The Equality and Human Rights Commission (EHRC) is now set to look into what happened, as well as the Government's controversial poster van warning immigrants of the risk of staying in Britain illegally.
A spokesman said: ”The Commission is writing today to the Home Office about these reported operations, confirming that it will be examining the powers used and the justification for them, in order to assess whether unlawful discrimination took place.
“The letter will also ask questions about the extent to which the Home Office complied with its public sector equality duty when planning the recent advertising campaign targeted at illegal migration.”
The Home Office denied that its raids were connected to the “go home” vans. However, officials could provide no evidence of similar “random searches” taking place in the past.
Onlookers described their shock at the operations, with one member of the public saying it was akin to “Nazi Germany”. The Labour MP Barry Gardiner had written to the Home Secretary, Theresa May, demanding an investigation into the checks which he said violated “fundamental freedoms”. The raids come just a few months after Ms May took direct responsibility for immigration from the disbanded UK Border Agency.
“We do not yet live in a society where the police or any other officers of the law are entitled to detain people without reasonable justification and demand their papers,” Mr Gardiner wrote. “The actions of your department would however appear to be hastening us in that direction.”
Witnesses who saw the operations in London claimed the officers stopped only non-white individuals, and in Kensal Green said that when questioned, the immigration officials became aggressive.

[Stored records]

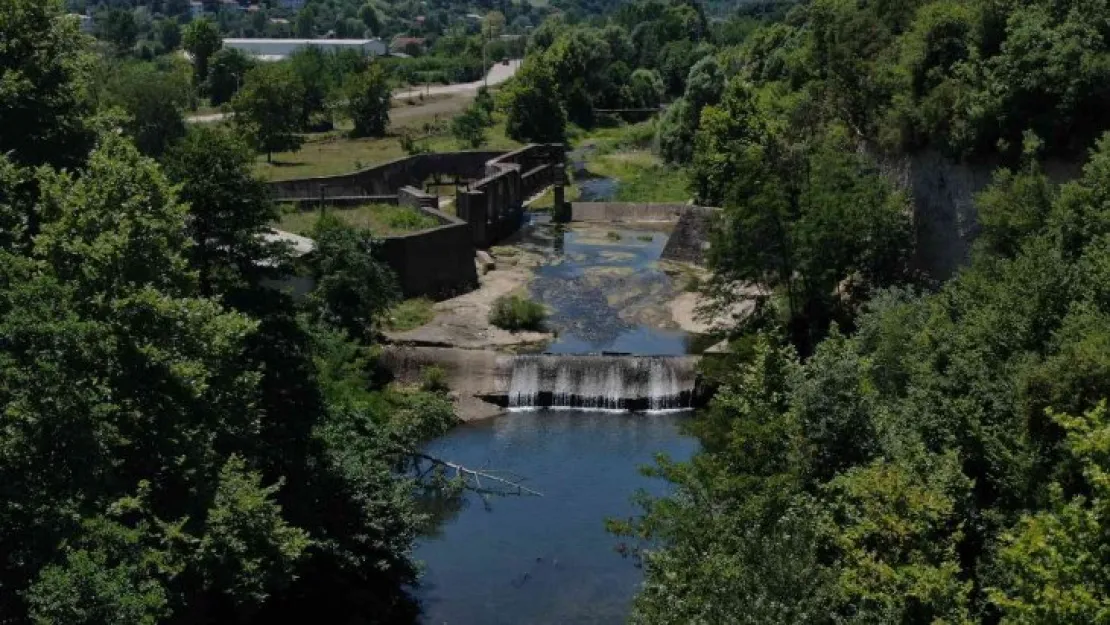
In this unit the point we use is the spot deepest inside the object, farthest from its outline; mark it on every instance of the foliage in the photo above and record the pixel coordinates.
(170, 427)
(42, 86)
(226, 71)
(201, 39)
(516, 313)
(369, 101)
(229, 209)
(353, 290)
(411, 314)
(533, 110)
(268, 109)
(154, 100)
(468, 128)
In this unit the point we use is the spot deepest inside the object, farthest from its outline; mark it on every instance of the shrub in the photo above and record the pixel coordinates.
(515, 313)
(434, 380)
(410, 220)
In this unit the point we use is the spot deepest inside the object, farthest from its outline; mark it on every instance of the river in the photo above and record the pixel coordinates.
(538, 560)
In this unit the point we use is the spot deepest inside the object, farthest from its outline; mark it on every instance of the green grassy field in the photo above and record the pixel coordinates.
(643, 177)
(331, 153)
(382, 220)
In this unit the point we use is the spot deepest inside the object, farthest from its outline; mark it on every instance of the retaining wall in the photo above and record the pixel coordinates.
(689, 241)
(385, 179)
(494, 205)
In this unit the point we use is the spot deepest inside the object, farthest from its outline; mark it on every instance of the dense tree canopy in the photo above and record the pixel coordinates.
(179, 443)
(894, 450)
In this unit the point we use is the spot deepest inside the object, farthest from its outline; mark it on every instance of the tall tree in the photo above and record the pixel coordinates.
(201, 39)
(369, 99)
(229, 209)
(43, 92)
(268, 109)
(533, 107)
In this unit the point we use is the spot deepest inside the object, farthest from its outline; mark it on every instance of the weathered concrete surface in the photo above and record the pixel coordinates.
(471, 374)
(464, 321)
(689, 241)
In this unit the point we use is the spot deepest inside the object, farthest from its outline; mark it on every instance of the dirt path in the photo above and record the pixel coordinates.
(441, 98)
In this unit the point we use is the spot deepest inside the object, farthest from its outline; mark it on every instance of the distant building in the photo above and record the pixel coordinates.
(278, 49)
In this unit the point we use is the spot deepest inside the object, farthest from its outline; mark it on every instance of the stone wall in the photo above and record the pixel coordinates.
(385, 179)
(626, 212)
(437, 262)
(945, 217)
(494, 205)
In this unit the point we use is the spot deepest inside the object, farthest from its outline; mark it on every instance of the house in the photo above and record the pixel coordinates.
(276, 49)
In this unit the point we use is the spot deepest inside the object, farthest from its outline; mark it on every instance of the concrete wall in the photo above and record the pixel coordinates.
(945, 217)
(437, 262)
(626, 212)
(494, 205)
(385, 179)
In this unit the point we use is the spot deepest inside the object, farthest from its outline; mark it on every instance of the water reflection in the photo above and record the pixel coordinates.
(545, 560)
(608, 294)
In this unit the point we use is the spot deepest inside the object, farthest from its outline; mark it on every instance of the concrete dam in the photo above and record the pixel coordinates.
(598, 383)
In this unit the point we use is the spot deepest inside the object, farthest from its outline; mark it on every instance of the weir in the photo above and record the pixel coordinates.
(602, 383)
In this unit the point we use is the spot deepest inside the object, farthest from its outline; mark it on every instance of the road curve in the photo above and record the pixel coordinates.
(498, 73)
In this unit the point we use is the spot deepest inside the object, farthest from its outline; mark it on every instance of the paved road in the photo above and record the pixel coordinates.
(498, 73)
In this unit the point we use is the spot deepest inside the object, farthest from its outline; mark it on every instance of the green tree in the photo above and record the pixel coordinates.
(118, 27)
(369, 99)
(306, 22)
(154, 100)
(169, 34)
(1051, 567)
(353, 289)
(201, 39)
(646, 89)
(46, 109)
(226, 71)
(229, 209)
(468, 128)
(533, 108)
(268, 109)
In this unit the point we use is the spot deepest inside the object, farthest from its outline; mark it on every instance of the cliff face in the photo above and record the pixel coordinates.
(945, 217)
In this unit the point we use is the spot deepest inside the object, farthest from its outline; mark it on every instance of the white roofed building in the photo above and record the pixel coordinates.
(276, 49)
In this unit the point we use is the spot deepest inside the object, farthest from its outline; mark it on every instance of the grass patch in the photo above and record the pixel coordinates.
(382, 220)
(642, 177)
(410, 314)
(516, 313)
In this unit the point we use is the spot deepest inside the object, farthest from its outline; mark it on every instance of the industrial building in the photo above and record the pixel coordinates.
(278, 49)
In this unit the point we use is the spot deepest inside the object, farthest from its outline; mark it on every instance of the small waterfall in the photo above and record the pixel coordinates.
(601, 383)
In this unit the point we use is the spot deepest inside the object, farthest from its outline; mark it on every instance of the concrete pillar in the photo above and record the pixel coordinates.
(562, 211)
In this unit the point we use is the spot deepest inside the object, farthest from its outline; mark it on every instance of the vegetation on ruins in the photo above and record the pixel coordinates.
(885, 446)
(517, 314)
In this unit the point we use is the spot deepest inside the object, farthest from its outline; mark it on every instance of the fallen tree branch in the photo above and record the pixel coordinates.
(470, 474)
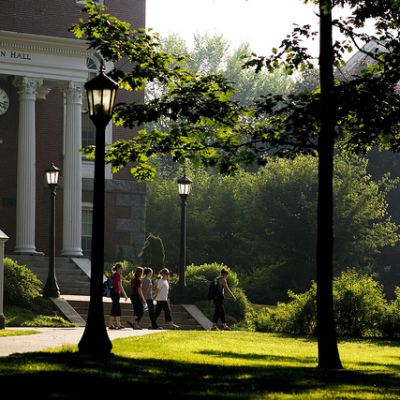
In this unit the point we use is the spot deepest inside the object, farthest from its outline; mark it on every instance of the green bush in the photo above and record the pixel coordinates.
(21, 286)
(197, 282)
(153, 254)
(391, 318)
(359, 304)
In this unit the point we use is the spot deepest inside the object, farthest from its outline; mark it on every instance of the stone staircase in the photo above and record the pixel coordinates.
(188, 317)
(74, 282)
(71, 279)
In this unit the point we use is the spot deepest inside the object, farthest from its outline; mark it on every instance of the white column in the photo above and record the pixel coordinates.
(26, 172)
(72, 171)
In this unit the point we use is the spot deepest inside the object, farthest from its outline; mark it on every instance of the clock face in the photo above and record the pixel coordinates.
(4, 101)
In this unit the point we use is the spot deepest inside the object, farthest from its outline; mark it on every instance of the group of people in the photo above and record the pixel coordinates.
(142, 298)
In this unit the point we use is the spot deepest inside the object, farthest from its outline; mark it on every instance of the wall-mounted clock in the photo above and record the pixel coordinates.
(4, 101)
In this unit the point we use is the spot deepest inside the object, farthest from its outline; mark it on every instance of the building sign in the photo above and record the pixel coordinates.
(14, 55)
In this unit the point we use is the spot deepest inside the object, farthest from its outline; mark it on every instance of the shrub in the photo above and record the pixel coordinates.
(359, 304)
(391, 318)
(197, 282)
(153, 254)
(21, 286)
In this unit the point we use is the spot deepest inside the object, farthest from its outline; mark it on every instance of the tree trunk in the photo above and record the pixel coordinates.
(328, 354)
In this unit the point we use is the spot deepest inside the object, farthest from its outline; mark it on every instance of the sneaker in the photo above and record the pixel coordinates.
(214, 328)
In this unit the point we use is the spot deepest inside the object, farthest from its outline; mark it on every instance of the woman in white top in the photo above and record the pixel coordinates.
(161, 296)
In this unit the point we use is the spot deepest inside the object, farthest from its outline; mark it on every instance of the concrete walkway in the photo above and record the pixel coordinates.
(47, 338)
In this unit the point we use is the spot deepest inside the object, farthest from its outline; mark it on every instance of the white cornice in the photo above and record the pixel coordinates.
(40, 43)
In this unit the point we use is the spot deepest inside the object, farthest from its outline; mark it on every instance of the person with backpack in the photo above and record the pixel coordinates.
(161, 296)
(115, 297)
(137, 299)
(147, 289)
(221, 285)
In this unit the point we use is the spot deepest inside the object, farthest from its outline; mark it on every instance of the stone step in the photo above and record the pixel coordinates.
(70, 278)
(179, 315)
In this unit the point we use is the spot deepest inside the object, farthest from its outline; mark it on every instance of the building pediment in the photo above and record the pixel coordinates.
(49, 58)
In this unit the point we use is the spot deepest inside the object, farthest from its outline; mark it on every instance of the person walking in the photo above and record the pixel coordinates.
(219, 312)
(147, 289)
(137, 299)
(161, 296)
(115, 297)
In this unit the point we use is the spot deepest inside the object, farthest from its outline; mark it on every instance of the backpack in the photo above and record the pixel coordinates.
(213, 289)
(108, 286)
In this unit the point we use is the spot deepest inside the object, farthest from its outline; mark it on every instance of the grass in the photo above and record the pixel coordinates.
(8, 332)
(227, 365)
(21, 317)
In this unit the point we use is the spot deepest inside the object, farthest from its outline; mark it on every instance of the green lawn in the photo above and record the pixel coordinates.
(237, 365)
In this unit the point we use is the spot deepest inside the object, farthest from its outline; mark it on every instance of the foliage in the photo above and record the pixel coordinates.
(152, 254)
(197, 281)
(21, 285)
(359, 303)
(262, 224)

# ACTION ITEM
Carry on the article about the Home Office immigration checks from the point where it stops. Nothing in the listing is needed here.

# ANSWER SPACE
Phil O'Shea told the Kilburn Times: “They appeared to be stopping and questioning every non-white person, many of whom were clearly ordinary Kensal Green residents going to work. When I queried what was going on, I was threatened with arrest for obstruction and was told to 'crack on'.”
Another witness, Matthew Kelcher, said: “Even with the confidence of a free-born Englishman who knows he has nothing to hide, I found this whole experience to be extremely intimidating. They said they were doing random checks, but a lot of people who use that station are tourists so I don't know what message that sends out to the world.”
The Home Office said a Ukrainian woman aged 33, an Indian man aged 44 and a 59-year-old Brazilian woman had been detained as part of the checks at Kensal Green. At Walthamstow Central station, immigration officials arrested 14 people after officers questioned people to check if they were in the UK illegally.
Christine Quigley tweeted: “Sounds like UKBA checkpoint today in Walthamstow only stopping minority ethnic people. FYI UKBA - not all British people are white.”
In Stratford, photographs posted on Twitter appeared to show Home Office officials talking to men of Asian origin. The Home Office said a Bangladeshi man had been arrested on suspected immigration offences. In Cricklewood on Tuesday in a joint operation with the Met, more than 60 people were questioned near the railway station. Police said three men were arrested for “immigration matters”, and 27 men received notices requiring them to surrender at Eaton House immigration centre for further investigation.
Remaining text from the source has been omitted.